(Entries for pointing at labeled objects)
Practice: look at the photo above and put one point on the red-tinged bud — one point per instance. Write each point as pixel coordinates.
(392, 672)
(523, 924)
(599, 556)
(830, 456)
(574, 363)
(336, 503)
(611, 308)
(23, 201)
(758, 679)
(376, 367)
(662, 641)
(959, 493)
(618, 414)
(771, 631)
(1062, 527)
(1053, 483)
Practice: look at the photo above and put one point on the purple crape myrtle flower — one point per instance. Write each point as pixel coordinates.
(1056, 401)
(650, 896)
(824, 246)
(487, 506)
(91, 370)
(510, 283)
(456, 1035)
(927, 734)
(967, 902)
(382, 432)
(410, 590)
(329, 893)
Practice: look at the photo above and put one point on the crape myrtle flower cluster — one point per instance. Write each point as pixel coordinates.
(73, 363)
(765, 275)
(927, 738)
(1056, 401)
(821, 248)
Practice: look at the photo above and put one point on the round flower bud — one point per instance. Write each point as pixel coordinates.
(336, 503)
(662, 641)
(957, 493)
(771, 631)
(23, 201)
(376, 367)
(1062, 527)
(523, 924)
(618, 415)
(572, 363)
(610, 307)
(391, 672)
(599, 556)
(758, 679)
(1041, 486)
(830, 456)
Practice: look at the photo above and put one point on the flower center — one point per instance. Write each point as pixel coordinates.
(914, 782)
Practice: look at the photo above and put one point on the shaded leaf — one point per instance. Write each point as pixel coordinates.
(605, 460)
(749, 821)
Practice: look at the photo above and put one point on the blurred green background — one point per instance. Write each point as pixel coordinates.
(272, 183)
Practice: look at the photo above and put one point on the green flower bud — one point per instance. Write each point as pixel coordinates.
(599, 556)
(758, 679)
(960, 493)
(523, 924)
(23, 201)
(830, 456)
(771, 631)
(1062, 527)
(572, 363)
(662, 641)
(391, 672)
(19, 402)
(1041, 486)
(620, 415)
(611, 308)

**Stated exercise:** Change every "one point per instance" in the entries to "one point per object" and leave everything else the same.

**Final result:**
Practice: look at the photo above and put one point on the red-tinged bud — one point per object. Write each point as pixel coordinates.
(392, 672)
(523, 924)
(599, 556)
(830, 456)
(574, 363)
(336, 503)
(611, 308)
(23, 201)
(758, 679)
(376, 367)
(662, 641)
(959, 493)
(618, 414)
(771, 631)
(1062, 527)
(1053, 483)
Practice: look at the photo above and put one point on the purple crape myrtle flower — one point per object. Write each point as pixel coordinates.
(1056, 401)
(650, 896)
(824, 246)
(487, 506)
(91, 370)
(510, 283)
(456, 1035)
(927, 734)
(967, 902)
(382, 432)
(410, 590)
(329, 893)
Practice: look at the photo above and put one point on the crape myrtle flower cluster — one point per object. Write each point as pixel coordinates.
(73, 363)
(765, 275)
(927, 738)
(1056, 401)
(821, 248)
Practice: look at the photo above and put one point on the round flower bud — one point per object. Write each point as pixel coordinates.
(336, 503)
(662, 641)
(957, 493)
(771, 631)
(23, 201)
(376, 367)
(1062, 527)
(523, 924)
(618, 415)
(572, 363)
(610, 307)
(391, 672)
(599, 556)
(758, 679)
(1041, 486)
(830, 456)
Practice: look at the photo above and put one point on the flower center — one point per object. Write each point as pixel coordinates.
(914, 782)
Practice: look at the photo above and put one point on the shaded leaf — one point per object. Write each point as pixel coordinates.
(605, 460)
(749, 821)
Practice: look at the photo above and put one point on the blurred green background — one point per object. Write each point as pixel coordinates.
(272, 183)
Practice: look at the photo above and put one point on the green flower bud — one point per object. Write each point as pixel coordinates.
(599, 556)
(758, 679)
(960, 493)
(523, 924)
(23, 201)
(830, 456)
(771, 631)
(1062, 527)
(572, 363)
(662, 641)
(391, 672)
(19, 402)
(1041, 486)
(620, 415)
(611, 308)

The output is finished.